Copy verbatim the block of lines in the entries below whose first line contains "fingernail in the photo above." and whose last line contains "clipboard in the photo below.". Leave out all other lines.

#### Material to process:
□ □ □ □

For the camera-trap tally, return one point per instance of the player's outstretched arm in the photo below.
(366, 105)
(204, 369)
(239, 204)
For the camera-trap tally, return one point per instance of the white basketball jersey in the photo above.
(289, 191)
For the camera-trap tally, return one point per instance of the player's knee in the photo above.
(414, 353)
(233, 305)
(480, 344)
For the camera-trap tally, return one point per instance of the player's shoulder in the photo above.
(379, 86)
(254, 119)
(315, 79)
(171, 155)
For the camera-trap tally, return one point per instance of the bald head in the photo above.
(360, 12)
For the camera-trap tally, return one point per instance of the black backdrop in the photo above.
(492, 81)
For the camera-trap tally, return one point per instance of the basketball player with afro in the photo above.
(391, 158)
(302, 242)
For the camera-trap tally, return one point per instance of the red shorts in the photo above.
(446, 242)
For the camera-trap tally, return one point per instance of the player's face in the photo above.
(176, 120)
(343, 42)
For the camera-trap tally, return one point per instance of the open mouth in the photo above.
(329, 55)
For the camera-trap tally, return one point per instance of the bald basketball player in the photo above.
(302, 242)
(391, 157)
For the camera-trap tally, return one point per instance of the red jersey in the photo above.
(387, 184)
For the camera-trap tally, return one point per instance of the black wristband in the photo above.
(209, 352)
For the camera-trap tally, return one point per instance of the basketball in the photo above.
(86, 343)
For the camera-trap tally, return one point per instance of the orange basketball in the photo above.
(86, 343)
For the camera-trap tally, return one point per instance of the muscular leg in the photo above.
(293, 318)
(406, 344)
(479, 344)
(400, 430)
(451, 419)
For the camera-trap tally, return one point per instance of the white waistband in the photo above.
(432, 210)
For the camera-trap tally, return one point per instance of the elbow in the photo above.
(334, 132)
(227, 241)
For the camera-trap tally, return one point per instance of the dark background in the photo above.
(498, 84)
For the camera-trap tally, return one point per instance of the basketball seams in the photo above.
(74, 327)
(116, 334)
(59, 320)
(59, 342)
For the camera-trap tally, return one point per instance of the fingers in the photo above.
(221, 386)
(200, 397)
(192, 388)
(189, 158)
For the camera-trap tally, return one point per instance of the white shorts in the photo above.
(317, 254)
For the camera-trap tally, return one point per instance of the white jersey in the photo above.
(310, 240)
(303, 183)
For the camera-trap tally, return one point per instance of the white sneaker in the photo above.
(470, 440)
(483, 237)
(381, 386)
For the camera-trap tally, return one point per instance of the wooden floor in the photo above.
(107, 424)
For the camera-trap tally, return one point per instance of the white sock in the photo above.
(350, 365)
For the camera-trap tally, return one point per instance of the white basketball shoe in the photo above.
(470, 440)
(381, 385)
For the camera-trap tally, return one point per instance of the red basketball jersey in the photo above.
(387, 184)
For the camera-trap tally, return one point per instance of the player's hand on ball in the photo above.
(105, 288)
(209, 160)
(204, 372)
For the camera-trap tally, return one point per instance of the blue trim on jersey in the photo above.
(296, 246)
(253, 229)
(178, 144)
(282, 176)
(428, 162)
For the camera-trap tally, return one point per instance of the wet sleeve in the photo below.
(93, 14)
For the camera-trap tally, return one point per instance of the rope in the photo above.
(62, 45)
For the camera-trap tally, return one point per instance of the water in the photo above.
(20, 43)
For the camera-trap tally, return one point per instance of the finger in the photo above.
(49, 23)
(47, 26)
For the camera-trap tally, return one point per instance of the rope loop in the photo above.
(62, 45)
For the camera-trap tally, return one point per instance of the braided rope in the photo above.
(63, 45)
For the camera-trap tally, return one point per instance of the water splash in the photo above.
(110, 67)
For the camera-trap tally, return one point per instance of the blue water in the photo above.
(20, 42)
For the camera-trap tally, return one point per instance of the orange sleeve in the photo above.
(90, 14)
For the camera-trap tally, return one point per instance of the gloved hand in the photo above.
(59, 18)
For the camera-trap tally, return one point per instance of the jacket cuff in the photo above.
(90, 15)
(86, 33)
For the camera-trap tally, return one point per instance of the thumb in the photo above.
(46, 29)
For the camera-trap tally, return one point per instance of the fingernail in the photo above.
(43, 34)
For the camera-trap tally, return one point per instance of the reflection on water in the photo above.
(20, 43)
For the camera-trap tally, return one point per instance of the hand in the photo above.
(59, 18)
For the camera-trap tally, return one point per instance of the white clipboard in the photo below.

□ □ □ □

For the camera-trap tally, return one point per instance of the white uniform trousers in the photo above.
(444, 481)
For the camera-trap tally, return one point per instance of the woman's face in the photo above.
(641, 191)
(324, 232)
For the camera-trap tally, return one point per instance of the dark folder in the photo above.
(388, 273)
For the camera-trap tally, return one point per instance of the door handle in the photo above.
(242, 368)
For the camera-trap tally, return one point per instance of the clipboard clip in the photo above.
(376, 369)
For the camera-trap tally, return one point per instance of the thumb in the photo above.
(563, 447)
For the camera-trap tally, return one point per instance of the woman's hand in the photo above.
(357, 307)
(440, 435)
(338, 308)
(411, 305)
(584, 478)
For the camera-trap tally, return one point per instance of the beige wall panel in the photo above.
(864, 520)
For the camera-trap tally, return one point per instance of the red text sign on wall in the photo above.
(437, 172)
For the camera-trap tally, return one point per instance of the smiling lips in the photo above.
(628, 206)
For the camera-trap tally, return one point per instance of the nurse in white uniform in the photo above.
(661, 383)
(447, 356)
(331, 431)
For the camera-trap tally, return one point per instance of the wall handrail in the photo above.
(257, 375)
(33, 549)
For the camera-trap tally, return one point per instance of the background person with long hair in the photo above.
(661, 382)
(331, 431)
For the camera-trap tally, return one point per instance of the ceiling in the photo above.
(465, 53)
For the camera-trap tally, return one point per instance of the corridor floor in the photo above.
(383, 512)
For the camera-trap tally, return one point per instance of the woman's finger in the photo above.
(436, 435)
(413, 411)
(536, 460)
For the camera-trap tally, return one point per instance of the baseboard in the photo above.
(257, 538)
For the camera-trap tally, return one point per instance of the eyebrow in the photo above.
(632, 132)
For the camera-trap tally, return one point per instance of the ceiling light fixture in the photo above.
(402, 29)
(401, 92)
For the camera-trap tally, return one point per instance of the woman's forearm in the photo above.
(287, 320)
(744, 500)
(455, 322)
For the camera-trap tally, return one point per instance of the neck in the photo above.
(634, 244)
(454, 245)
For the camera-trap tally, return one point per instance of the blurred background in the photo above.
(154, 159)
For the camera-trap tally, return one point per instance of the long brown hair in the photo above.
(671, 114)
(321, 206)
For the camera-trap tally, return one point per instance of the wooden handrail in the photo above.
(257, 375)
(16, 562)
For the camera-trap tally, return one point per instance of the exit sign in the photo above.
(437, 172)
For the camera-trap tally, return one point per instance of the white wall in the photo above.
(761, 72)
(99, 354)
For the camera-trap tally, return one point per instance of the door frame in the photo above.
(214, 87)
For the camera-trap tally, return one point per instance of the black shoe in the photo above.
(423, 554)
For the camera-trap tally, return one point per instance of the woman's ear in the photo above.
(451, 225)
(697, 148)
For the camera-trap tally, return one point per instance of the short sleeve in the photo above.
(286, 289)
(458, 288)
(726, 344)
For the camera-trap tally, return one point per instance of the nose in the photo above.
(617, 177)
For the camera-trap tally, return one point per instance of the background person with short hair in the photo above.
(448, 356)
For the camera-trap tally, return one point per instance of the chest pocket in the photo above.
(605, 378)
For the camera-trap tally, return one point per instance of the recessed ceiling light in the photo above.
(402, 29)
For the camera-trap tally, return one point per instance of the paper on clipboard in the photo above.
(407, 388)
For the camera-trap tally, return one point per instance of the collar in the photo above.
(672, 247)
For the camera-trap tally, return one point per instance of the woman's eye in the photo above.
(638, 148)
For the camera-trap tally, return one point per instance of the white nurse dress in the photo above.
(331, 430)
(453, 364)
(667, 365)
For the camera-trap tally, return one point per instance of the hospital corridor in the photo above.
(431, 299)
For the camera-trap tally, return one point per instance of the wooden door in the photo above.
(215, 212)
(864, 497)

□ □ □ □

#### Written response:
For the camera-trap tally, return one point per instance of the fingernail in the photo above.
(43, 34)
For the camera-trap tally, return one point per instance of the reflection on water in the photo above.
(20, 43)
For the camera-trap tally, return one point per instance of the hand in the photo above.
(59, 18)
For the camera-trap tally, return one point per instance of the white clipboard in the photo below.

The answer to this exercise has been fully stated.